Skip to content

Build your own pynxtools plugin

The pynxtools dataconverter is used to convert experimental data to NeXus/HDF5 files based on any provided NXDL schemas. The converter allows extending support to other data formats by allowing extensions called readers. There exist a set of built-in pynxtools readers as well as pynxtools plugins to convert supported data files for some experimental techniques into compliant NeXus files.

Your current data is not supported yet by the built-in pynxtools readers or the officially supported pynxtools plugins?

Don't worry, the following how-to will guide you through the steps of writing a reader for your own data.

Getting started

You should start by creating a clean repository that implements the following structure (for a plugin called pynxtools-plugin):

pynxtools-plugin
├── .github/workflows
├── docs
│   ├── explanation
│   ├── how-tos
│   ├── reference
│   ├── tutorial
├── src
│   ├── pynxtools_plugin
│       ├── reader.py
├── tests
│   └── data
├── LICENSE
├── mkdocs.yaml
├── dev-requirements.txt
└── pyproject.toml

To identify pynxtools-plugin as a plugin for pynxtools, an entry point must be established (in the pyproject.toml file):

[project.entry-points."pynxtools.reader"]
mydatareader = "pynxtools_plugin.reader:MyDataReader"

Note that it is also possible that your plugin contains multiple readers. In that case, each reader must have its unique entry point.

Here, we will focus mostly on the reader.py file and how to build a reader. For guidelines on how to build the other parts of your plugin, you can have a look here:

Writing a Reader

After you have established the main structure, you can start writing your reader. The new reader shall be placed in reader.py.

Then implement the reader function:

reader.py
"""MyDataReader implementation for the DataConverter to convert mydata to NeXus."""
from typing import Tuple, Any

from pynxtools.dataconverter.readers.base.reader import BaseReader

class MyDataReader(BaseReader):
    """MyDataReader implementation for the DataConverter to convert mydata to NeXus."""

    supported_nxdls = [
        "NXmynxdl" # this needs to be changed during implementation.
    ]

    def read(
        self,
        template: dict = None,
        file_paths: Tuple[str] = None,
        objects: Tuple[Any] = None
    ) -> dict:
        """Reads data from given file and returns a filled template dictionary"""
        # Here, you must provide functionality to fill the the template, see below.
        # Example:
        # template["/entry/instrument/name"] = "my_instrument"

        return template


# This has to be set to allow the convert script to use this reader. Set it to "MyDataReader".
READER = MyDataReader

The reader template dictionary

The read function takes a Template dictionary, which is used to map from the measurement (meta)data to the concepts defined in the NeXus application definition. The template contains keys that match the concepts in the provided NXDL file.

The returned template dictionary should contain keys that exist in the template as defined below. The values of these keys have to be data objects to populate the output NeXus file. They can be lists, numpy arrays, numpy bytes, numpy floats, numpy ints, ... . Practically you can pass any value that can be handled by the h5py package.

[Labeled area outline entries]
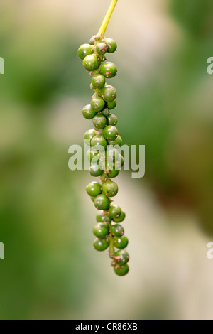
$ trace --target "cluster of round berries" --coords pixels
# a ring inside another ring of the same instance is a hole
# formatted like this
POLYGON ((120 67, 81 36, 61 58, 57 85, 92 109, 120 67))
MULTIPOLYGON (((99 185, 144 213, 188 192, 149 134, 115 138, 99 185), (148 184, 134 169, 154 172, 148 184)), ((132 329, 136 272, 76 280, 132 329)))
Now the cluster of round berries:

---

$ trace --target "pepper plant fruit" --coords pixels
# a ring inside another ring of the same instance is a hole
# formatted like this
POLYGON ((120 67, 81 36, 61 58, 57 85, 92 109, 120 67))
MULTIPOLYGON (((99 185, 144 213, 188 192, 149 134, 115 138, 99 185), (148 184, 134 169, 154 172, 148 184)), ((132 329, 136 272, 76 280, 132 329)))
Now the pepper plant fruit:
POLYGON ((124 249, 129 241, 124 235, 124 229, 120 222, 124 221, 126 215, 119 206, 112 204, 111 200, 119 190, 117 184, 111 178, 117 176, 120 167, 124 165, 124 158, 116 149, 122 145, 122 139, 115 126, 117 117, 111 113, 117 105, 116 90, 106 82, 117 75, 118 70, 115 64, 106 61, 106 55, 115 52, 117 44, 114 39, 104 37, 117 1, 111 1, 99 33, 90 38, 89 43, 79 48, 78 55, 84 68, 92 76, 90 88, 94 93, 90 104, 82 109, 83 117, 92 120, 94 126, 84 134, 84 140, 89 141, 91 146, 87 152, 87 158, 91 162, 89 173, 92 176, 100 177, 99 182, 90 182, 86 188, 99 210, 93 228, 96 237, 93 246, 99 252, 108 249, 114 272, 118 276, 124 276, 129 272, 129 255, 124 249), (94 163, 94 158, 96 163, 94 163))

**WORK TO DO**
[1] Write out the stretch of the pynxtools plugin guide from "The read function" through "provided NXDL file.", word for word.
[2] State how many lines of the records contain the string "cluster", giving only the number.
The pynxtools plugin guide and the records have no connection to each other.

**ANSWERS PER TASK**
[1]
The read function takes a Template dictionary, which is used to map from the measurement (meta)data to the concepts defined in the NeXus application definition. The template contains keys that match the concepts in the provided NXDL file.

[2] 2